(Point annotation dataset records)
⟨
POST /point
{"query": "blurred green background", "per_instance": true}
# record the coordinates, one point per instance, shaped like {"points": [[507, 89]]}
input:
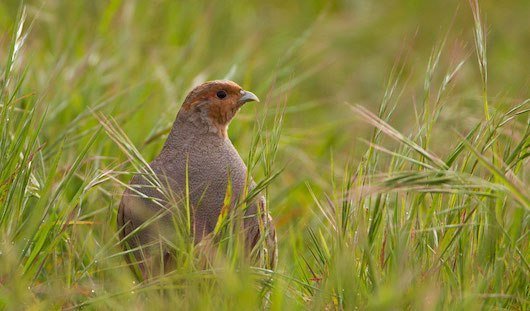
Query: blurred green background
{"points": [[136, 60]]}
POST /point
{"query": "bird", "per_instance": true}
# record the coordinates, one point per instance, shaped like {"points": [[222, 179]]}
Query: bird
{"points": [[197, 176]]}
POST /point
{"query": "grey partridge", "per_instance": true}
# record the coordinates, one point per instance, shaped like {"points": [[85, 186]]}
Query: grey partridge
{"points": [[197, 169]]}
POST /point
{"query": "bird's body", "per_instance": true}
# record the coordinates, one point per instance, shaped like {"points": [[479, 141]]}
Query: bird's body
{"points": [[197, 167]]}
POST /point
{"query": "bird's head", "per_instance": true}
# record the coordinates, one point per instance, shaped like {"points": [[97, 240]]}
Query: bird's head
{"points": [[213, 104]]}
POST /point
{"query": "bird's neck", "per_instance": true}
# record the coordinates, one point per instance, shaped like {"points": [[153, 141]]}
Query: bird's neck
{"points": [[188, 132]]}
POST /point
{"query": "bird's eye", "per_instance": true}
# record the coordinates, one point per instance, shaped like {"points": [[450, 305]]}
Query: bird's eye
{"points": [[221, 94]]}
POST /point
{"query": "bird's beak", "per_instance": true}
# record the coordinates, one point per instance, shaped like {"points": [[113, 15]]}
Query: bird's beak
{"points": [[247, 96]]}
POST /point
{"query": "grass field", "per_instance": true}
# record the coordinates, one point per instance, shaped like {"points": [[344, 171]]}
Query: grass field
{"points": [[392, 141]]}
⟩
• [What to produce]:
Write out the material above once more, exactly as it reads, with no pictures.

• [Output for this task]:
POST /point
{"query": "blurred green background", "per_instance": true}
# record the coordinates, one point per instance, shaped like {"points": [[507, 89]]}
input:
Query: blurred green background
{"points": [[136, 60]]}
POST /point
{"query": "bird", "per_instance": true}
# record the coordinates, one point per instance, shaped like {"points": [[222, 179]]}
Query: bird
{"points": [[197, 176]]}
POST /point
{"query": "grey partridge", "per_instance": true}
# record the coordinates, one point per instance, shaped like {"points": [[85, 186]]}
Query: grey partridge
{"points": [[197, 169]]}
POST /point
{"query": "bird's body", "per_instance": true}
# record the coordinates, one point per instance, shaped like {"points": [[479, 141]]}
Query: bird's body
{"points": [[197, 167]]}
POST /point
{"query": "bird's head", "per_instance": true}
# record the coordinates, one point per instance, shaped like {"points": [[97, 240]]}
Query: bird's head
{"points": [[213, 104]]}
POST /point
{"query": "bird's neck", "per_instance": true}
# record the coordinates, one point per instance, shaped like {"points": [[153, 141]]}
Query: bird's neck
{"points": [[188, 132]]}
POST /point
{"query": "bird's eye", "per_instance": true}
# record the coordinates, one point per instance, shaped like {"points": [[450, 305]]}
Query: bird's eye
{"points": [[221, 94]]}
POST /point
{"query": "bird's beak", "per_instance": true}
# record the coordinates, one point per instance, shaped like {"points": [[113, 15]]}
Query: bird's beak
{"points": [[247, 96]]}
POST /point
{"query": "grass field", "per_instance": true}
# record the coordinates, one point per instance, shaped like {"points": [[344, 171]]}
Query: grass field
{"points": [[392, 141]]}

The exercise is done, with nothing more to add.